### [Ziel der Übung]
Schreib alle Einträge noch einmal ab und ersetze dabei „pixel coordinates“ überall durch „x and y values“. Alles andere bleibt, wie es ist.

━━━━━ Vorliegende Einträge ━━━━━

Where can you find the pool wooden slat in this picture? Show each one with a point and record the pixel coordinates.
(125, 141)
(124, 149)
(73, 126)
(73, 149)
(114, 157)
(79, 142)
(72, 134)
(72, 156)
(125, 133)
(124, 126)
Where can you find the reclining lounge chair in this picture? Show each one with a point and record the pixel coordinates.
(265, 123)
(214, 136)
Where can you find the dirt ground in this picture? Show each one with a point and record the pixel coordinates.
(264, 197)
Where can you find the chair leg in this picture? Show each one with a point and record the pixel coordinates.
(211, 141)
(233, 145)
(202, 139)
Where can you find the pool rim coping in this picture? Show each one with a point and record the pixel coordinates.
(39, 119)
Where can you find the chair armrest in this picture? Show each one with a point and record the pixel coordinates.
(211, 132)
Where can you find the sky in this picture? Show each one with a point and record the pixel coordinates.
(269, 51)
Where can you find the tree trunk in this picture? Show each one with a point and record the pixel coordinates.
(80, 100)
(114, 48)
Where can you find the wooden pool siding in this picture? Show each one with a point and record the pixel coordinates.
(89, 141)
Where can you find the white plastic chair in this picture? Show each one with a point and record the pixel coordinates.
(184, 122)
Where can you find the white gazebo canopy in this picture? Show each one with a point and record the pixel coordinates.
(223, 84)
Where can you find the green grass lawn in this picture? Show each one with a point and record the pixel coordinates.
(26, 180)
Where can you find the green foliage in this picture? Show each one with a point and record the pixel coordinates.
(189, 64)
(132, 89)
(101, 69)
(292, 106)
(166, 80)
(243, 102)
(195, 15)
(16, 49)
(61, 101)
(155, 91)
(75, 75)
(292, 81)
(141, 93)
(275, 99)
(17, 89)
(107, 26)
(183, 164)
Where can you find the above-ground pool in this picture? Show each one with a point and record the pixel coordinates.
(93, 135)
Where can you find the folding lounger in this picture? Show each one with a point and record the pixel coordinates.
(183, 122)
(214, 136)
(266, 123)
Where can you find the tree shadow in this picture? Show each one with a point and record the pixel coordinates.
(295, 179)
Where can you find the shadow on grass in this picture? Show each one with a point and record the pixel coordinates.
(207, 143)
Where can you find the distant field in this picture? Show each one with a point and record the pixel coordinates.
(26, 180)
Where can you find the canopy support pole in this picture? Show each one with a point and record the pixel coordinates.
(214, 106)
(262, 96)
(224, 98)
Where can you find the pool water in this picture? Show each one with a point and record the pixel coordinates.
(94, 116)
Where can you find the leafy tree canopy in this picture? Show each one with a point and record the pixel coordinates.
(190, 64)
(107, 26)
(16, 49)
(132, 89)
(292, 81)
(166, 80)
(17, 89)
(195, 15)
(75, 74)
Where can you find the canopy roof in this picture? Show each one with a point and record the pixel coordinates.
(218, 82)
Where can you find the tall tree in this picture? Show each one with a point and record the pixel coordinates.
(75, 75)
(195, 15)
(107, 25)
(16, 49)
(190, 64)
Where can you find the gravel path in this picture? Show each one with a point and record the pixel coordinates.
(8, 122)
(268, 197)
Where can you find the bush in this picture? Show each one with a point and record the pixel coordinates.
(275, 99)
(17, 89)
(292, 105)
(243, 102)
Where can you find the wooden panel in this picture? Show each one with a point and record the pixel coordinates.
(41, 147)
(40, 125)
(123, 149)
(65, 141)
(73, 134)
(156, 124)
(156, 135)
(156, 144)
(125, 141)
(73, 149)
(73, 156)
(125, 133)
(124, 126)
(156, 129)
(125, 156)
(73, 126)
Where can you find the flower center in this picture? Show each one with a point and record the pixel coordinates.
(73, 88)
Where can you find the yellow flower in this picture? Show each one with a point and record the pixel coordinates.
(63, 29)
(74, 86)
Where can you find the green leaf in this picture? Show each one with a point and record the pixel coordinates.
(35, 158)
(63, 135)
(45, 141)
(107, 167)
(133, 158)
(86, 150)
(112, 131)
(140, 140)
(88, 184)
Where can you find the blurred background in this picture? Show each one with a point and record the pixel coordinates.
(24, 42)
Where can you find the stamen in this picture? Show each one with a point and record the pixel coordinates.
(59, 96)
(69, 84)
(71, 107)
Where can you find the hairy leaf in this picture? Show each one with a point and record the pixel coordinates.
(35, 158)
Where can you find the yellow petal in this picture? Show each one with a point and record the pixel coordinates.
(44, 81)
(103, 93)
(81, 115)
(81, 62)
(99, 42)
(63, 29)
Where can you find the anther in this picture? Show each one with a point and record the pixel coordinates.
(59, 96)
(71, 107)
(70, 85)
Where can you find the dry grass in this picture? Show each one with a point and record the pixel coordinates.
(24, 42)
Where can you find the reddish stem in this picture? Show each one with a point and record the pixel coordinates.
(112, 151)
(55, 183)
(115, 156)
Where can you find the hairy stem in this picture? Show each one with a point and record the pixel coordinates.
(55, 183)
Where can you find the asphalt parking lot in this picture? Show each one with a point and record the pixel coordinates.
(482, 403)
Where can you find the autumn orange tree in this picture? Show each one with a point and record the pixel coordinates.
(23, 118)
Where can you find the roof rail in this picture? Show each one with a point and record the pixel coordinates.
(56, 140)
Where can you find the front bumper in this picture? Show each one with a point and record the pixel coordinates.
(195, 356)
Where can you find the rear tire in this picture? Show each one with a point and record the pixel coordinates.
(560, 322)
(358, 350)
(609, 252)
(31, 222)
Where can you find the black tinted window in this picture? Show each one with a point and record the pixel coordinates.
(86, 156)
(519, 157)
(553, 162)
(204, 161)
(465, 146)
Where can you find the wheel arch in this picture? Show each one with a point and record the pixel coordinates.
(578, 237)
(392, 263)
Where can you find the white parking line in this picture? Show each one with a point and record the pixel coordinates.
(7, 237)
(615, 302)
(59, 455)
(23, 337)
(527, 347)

━━━━━

### [Lösung der Übung]
Where can you find the pool wooden slat in this picture? Show each one with a point and record the x and y values.
(125, 141)
(124, 149)
(73, 126)
(73, 149)
(114, 157)
(79, 142)
(72, 134)
(72, 156)
(125, 133)
(124, 126)
Where can you find the reclining lounge chair in this picture? Show each one with a point and record the x and y values.
(265, 123)
(214, 136)
Where can you find the dirt ground in this picture? Show each one with a point and record the x and y values.
(264, 197)
Where can you find the chair leg in this picture? Show each one with a point and record the x and y values.
(211, 141)
(233, 145)
(202, 139)
Where can you find the pool rim coping in this picture? Show each one with a point and record the x and y values.
(39, 119)
Where can you find the chair armrest in this picture? Show each one with a point and record the x and y values.
(211, 132)
Where can you find the sky in this picture? Show each one with a point and record the x and y values.
(269, 51)
Where can you find the tree trunk in this picture? Show each one with a point and record the x and y values.
(80, 100)
(114, 48)
Where can you find the wooden pool siding in this picture? Show each one with a point and record the x and y values.
(89, 141)
Where can you find the white plastic chair in this picture? Show each one with a point and record the x and y values.
(184, 122)
Where can you find the white gazebo canopy in this picture? Show each one with a point and record the x and y values.
(223, 84)
Where can you find the green grass lawn in this picture? Show each one with a point and record the x and y values.
(26, 180)
Where can you find the green foliage in this picture? Show each one with a point and record the x and y values.
(189, 64)
(132, 89)
(101, 69)
(292, 106)
(166, 80)
(243, 102)
(195, 15)
(16, 49)
(61, 101)
(155, 91)
(75, 75)
(292, 81)
(141, 93)
(275, 99)
(17, 89)
(107, 26)
(183, 164)
Where can you find the above-ground pool in this picture? Show each one with a point and record the x and y values.
(93, 135)
Where can you find the folding lounger in this picture? Show each one with a point and record the x and y values.
(183, 122)
(214, 136)
(266, 123)
Where can you find the tree shadow in this picture? Show each one with a point and record the x and y values.
(295, 179)
Where can you find the shadow on grass in this picture? Show each one with a point and record the x and y values.
(207, 143)
Where can you find the distant field in this picture? Show each one with a point and record the x and y values.
(26, 180)
Where can you find the canopy support pole in this picture? Show each one with a point and record the x and y values.
(214, 106)
(262, 96)
(224, 98)
Where can you find the pool water in this picture? Show each one with a point and record the x and y values.
(94, 116)
Where can you find the leafy tree canopy in this picture? Show each one with a point and record the x and y values.
(190, 64)
(107, 26)
(16, 49)
(132, 89)
(292, 81)
(166, 80)
(17, 89)
(195, 15)
(75, 74)
Where can you find the canopy roof in this picture? Show each one with a point and record the x and y values.
(218, 82)
Where can you find the tall tree in this picture? Show each one with a point and record the x and y values.
(75, 75)
(195, 15)
(107, 25)
(16, 49)
(190, 64)
Where can you find the gravel path in this picture? Show each one with a point and record the x and y values.
(8, 122)
(268, 197)
Where can you find the bush in this picture? Show each one with a point and record the x and y values.
(275, 99)
(17, 89)
(292, 105)
(243, 102)
Where can you find the wooden panel in this picture? Show each one with a point and record the x and y values.
(41, 147)
(40, 125)
(123, 149)
(65, 141)
(73, 134)
(156, 124)
(156, 135)
(156, 144)
(125, 141)
(73, 149)
(73, 156)
(125, 133)
(124, 126)
(156, 129)
(125, 156)
(73, 126)
Where can you find the flower center in this picture? Show each one with a point and record the x and y values.
(73, 88)
Where can you find the yellow flower in this picture? Show each one with a point and record the x and y values.
(63, 29)
(74, 86)
Where can you find the green leaf in this picture? Show each one with a point and record the x and y values.
(35, 158)
(63, 135)
(45, 141)
(107, 167)
(133, 158)
(86, 150)
(112, 131)
(140, 140)
(88, 184)
Where can you find the blurred background in this picture? Show each one with a point and record the x and y values.
(24, 42)
Where can you find the stamen in this picture? Show each one with a point and record the x and y values.
(59, 96)
(69, 84)
(71, 107)
Where can you find the hairy leaf in this picture? Show each one with a point and record the x and y values.
(35, 158)
Where can you find the yellow petal in this picture? Show each one with a point and record the x and y values.
(44, 81)
(103, 93)
(81, 115)
(81, 62)
(99, 42)
(63, 29)
Where can you find the anther in this picture? Show each one with a point and record the x and y values.
(59, 96)
(71, 107)
(70, 85)
Where can you find the dry grass in this picture? Show each one with a point and record the x and y values.
(24, 42)
Where can you find the reddish stem in this picture? Show each one with a point and record the x and y values.
(112, 151)
(55, 183)
(115, 156)
Where can you find the hairy stem in this picture? Show each one with a point and record the x and y values.
(55, 183)
Where can you find the asphalt parking lot in this picture? Show each one with a point and record the x and y values.
(482, 403)
Where can you find the autumn orange tree in this picture? Show each one with a point and record the x and y values.
(23, 118)
Where can you find the roof rail in this picture? Show each one with a point and record the x and y values.
(56, 140)
Where can you find the front bumper in this picture? Show each one with a point and record the x and y values.
(195, 356)
Where can you find the rear tire in this picture? Show each one with a point and record the x and y values.
(560, 322)
(358, 350)
(609, 252)
(31, 222)
Where can you find the black tinted window in this picture? Show each one with a point and record the x and y values.
(86, 156)
(519, 157)
(553, 162)
(204, 161)
(465, 146)
Where can you find the wheel arch in this picture? Show each one with a point and record the x and y values.
(578, 237)
(392, 263)
Where can you find the white parking line in this picture? Show each one with a point and record the x and y values.
(7, 237)
(615, 302)
(59, 455)
(23, 337)
(527, 347)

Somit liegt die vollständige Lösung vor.